Work required. Reformat the records as a numbered list with blank lines omitted, starting at the line containing "Where can you find the white letter" and ending at the end of the records, both ends included. Leave out the pictures.

Task input.

****************************************

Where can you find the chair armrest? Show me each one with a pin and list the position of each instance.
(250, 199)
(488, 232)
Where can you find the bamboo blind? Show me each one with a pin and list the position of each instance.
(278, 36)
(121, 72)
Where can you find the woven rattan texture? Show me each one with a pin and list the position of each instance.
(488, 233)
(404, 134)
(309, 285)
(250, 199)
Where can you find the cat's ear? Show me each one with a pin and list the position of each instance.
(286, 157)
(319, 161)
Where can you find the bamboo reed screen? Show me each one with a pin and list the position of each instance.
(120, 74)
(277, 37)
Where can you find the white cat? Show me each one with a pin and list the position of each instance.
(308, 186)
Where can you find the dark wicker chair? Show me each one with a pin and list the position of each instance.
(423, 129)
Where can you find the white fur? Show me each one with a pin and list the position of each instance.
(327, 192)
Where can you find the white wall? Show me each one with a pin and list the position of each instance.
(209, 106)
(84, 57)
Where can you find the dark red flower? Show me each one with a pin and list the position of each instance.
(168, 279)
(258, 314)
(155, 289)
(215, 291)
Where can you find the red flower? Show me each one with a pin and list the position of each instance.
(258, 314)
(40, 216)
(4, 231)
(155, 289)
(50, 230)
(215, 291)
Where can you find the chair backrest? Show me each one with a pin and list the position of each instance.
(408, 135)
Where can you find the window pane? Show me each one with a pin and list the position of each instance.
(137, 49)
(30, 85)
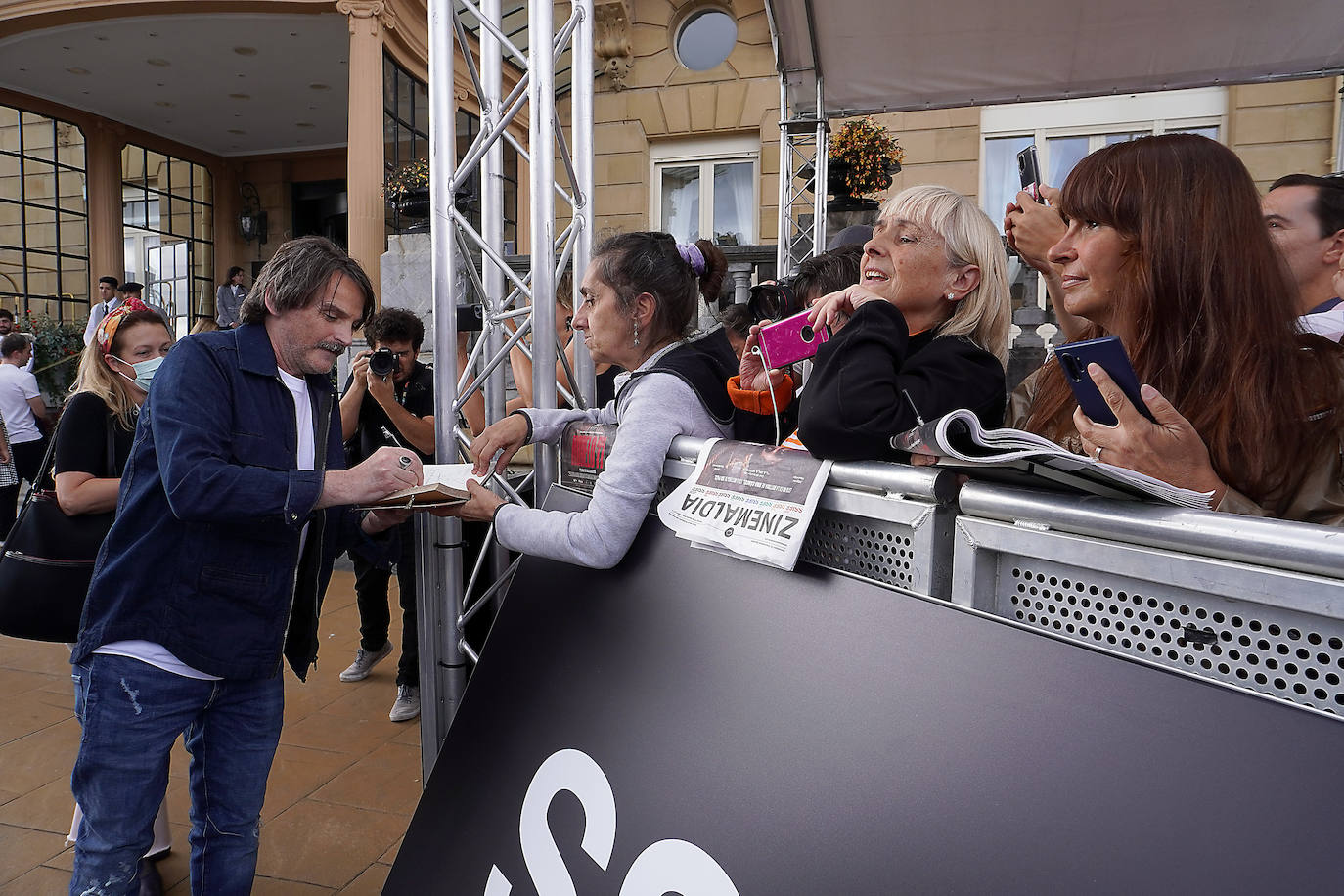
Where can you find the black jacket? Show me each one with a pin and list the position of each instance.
(870, 379)
(706, 364)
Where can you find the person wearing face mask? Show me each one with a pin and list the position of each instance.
(115, 370)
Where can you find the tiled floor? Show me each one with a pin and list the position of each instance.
(340, 794)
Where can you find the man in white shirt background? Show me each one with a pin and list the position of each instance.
(107, 302)
(24, 417)
(229, 298)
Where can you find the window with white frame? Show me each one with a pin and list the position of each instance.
(1064, 130)
(706, 188)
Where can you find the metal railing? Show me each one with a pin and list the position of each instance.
(1250, 602)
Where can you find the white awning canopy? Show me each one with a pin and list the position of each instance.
(895, 55)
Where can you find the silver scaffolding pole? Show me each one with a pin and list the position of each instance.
(802, 158)
(541, 143)
(439, 540)
(450, 594)
(581, 143)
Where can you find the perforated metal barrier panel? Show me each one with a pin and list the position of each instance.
(882, 539)
(1250, 623)
(1269, 630)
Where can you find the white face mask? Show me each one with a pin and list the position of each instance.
(144, 371)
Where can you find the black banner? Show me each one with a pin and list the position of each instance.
(697, 724)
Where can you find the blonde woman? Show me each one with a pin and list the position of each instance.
(923, 332)
(113, 381)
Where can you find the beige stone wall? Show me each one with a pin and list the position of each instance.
(1283, 128)
(665, 101)
(942, 147)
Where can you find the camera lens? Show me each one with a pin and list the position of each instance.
(381, 362)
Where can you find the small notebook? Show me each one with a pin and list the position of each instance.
(445, 485)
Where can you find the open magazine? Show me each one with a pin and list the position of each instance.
(959, 439)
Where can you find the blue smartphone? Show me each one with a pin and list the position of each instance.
(1074, 357)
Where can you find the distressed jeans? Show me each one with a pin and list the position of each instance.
(130, 713)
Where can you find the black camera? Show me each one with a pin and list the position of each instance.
(381, 363)
(470, 319)
(773, 301)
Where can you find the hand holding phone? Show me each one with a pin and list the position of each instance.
(790, 340)
(1074, 357)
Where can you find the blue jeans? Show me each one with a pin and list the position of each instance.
(130, 715)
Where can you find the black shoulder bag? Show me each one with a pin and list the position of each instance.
(49, 559)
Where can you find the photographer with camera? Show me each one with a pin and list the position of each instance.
(388, 400)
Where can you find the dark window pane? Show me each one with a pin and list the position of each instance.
(8, 136)
(133, 165)
(39, 137)
(71, 190)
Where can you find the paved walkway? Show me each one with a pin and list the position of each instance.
(340, 794)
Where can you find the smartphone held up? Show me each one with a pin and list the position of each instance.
(1107, 352)
(790, 340)
(1028, 169)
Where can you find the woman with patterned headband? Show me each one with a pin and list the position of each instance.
(640, 298)
(113, 381)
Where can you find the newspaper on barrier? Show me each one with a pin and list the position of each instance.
(749, 500)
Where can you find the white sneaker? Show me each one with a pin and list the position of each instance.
(406, 705)
(365, 662)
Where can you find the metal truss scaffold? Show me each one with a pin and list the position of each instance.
(515, 304)
(802, 179)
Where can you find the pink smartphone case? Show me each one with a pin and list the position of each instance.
(790, 340)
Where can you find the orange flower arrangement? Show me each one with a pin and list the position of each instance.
(872, 154)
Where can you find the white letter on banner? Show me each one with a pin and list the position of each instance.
(498, 882)
(676, 867)
(577, 773)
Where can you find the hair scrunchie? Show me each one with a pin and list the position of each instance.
(109, 324)
(693, 255)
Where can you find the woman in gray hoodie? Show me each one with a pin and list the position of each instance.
(640, 298)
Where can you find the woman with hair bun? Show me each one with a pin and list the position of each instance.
(642, 293)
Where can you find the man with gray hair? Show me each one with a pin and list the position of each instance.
(234, 504)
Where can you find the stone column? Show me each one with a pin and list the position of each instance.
(103, 168)
(365, 139)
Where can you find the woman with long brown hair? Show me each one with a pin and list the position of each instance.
(1167, 250)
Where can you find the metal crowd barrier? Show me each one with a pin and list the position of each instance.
(883, 522)
(1256, 604)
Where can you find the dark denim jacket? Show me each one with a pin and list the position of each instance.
(204, 554)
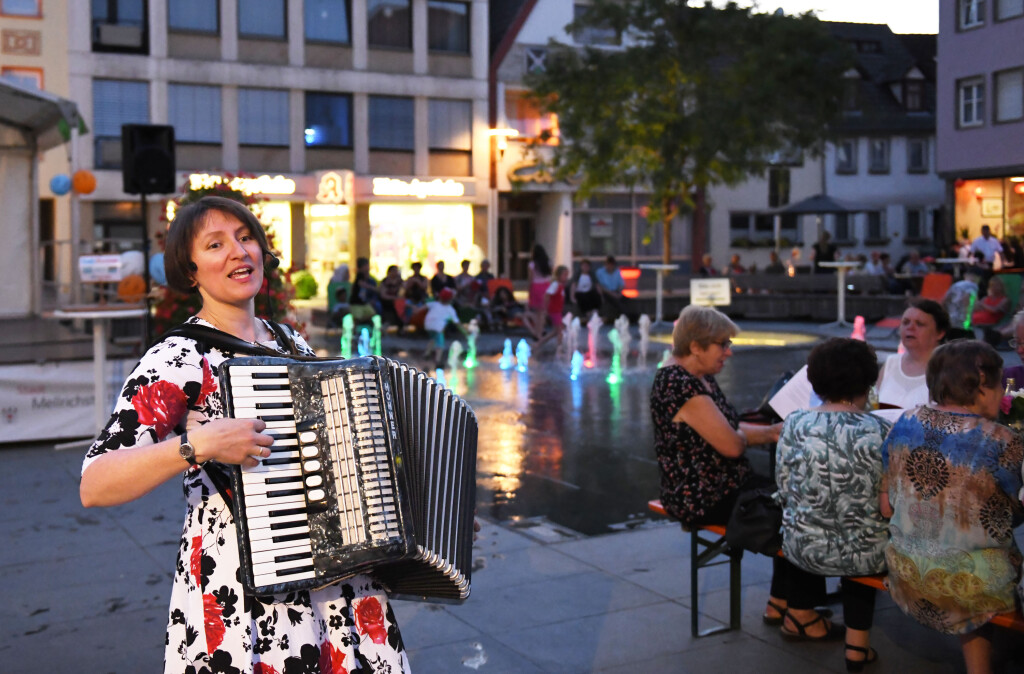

****************************************

Reply to the task.
1. Where can you find the white letter on banner? Show me each one with a pin and list the position of each instance.
2. (498, 882)
3. (676, 867)
4. (577, 773)
5. Where can you find the hair scrunchie? Show me each one with a pin and list the position of each instance.
6. (109, 324)
7. (693, 255)
8. Where can you find the woman in gray hoodie? Show me each one with a pin and list the position of each instance.
9. (640, 298)
10. Where can you find the woman with hair bun? Show me each one with a pin and list the position of each instance.
11. (642, 293)
12. Where can you find the man with gray hair? Show me each one with a pin and list the position of each instance.
13. (234, 504)
14. Where can you find the stone column? Show me each one with a pin and list the position of each instance.
15. (103, 168)
16. (365, 139)
17. Where can you find the woman with long brown hair? Show me each one with a pin and list the position of each instance.
18. (1167, 250)
19. Where can you find the metal crowd barrier? Show me each one with a pin and list the position of each instance.
20. (883, 522)
21. (1256, 604)
22. Where can you find the dark denim jacket? Show me each one with a pin and list the position of each instance.
23. (204, 554)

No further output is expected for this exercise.